To do: Locate each line in the rows below that contains the word "image", and copy those lines out.

Records for this task:
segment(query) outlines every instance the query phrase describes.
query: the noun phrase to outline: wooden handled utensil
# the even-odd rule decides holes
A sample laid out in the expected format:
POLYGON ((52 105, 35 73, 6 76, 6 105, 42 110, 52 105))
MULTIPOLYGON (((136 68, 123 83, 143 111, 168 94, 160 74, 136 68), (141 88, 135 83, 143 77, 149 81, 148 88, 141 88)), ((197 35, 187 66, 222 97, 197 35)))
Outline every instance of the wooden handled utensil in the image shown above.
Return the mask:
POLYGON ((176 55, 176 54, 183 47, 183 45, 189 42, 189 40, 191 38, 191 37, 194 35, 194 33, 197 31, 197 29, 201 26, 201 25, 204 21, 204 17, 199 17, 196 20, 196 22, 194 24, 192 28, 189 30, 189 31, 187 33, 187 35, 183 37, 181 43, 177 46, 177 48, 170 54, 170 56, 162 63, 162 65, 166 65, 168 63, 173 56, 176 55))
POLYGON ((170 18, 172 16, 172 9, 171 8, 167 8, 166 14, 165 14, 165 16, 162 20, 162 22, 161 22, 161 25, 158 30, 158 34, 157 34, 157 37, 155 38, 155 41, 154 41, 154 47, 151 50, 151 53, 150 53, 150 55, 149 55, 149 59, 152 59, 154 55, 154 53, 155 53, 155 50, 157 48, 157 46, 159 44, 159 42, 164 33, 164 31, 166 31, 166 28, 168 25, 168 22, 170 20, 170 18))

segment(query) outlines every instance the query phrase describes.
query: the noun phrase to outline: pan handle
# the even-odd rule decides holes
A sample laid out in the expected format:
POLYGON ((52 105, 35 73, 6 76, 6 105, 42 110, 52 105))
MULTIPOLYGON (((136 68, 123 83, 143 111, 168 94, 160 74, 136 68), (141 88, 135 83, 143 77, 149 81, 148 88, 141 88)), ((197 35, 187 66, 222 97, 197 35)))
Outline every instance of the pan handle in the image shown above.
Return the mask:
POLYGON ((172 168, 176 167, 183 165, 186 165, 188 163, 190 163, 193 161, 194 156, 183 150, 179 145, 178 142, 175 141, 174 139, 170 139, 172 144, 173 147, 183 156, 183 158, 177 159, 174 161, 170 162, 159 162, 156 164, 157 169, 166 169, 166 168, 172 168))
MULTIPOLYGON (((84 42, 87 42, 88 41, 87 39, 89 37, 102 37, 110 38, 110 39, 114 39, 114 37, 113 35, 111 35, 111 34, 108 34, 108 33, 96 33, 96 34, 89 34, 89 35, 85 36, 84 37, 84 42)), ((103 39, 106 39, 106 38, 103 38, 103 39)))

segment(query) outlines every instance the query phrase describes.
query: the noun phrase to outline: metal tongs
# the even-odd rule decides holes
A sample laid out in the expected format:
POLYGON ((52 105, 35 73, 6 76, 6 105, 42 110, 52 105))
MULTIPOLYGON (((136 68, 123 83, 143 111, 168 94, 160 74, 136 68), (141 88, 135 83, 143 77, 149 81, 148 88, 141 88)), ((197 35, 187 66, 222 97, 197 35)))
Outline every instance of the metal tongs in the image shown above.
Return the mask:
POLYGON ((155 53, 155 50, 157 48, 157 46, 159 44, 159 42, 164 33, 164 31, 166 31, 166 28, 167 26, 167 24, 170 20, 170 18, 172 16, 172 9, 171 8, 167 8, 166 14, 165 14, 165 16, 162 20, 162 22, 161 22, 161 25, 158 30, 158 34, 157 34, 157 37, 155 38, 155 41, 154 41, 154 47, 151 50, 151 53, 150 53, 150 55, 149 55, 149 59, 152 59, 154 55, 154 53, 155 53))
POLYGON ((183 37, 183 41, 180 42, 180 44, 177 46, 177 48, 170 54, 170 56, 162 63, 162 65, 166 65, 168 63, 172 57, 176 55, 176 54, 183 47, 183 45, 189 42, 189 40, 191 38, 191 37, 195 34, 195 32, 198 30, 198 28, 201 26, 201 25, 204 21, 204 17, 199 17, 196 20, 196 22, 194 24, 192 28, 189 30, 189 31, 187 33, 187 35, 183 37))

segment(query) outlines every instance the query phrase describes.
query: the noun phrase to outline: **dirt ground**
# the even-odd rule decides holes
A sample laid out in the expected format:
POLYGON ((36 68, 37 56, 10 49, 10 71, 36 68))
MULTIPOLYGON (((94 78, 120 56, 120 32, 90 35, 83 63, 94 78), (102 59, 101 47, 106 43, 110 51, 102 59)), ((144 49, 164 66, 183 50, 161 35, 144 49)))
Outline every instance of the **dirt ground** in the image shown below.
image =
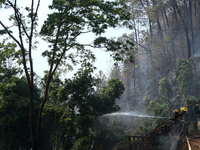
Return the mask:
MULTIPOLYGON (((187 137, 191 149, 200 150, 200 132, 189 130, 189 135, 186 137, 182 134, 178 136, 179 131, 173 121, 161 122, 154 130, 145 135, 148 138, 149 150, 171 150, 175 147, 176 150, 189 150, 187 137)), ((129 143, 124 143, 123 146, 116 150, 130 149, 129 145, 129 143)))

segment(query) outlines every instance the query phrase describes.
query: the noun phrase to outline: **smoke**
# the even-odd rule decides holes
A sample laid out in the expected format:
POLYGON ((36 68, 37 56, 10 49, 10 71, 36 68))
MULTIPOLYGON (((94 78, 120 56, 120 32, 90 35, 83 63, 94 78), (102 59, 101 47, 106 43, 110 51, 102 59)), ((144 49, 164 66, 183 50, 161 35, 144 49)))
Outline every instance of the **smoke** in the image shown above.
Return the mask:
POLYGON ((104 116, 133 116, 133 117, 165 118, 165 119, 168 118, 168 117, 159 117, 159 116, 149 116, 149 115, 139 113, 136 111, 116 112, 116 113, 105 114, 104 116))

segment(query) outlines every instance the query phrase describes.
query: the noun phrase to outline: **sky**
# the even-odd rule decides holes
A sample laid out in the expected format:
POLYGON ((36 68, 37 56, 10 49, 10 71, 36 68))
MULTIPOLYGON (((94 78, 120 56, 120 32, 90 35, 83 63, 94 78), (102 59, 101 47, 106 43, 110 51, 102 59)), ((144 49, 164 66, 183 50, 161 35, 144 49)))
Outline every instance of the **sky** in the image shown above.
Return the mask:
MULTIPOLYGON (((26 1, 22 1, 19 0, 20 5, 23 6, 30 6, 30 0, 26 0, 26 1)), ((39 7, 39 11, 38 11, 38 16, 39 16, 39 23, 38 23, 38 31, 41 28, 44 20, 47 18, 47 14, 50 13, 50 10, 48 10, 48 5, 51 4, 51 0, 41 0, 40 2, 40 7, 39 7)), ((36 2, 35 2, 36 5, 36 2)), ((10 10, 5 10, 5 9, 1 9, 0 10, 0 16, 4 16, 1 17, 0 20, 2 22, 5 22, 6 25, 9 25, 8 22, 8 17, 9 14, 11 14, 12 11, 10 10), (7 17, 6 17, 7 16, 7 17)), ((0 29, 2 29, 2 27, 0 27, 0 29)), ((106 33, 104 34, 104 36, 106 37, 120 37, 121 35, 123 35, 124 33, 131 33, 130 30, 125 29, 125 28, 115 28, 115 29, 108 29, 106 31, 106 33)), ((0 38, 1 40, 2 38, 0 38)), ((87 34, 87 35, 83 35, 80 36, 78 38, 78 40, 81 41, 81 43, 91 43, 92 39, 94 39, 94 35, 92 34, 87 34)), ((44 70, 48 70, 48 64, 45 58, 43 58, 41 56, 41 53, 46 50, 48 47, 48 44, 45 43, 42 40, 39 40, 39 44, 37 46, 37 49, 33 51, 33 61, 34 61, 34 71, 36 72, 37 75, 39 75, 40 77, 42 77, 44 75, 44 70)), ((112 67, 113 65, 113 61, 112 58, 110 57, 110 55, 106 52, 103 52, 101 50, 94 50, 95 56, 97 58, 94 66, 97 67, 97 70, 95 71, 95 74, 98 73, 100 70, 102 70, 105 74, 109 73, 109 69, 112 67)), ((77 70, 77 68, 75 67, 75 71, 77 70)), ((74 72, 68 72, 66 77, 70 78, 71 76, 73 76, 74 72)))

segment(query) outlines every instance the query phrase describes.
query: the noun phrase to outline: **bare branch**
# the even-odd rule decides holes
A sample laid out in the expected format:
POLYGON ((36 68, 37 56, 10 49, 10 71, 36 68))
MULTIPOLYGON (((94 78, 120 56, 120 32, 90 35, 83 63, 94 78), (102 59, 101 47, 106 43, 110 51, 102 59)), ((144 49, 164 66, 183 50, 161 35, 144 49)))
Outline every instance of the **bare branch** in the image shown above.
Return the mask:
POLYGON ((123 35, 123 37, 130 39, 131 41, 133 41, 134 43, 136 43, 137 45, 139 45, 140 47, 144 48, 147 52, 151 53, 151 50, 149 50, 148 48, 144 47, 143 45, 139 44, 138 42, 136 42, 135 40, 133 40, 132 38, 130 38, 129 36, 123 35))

Solved exercise:
Outline every instance of the wooden handled utensil in the image shown above.
Outline every instance of the pan handle in the image shown above.
Outline every instance of the metal tongs in the image shown above.
Outline every instance of the **dirt ground** in the image shown below.
image =
Outline every instance of the **smoke** in the image shown above.
Outline every instance of the **sky** in the image shown above.
Outline every instance of the **bare branch** in the image shown above.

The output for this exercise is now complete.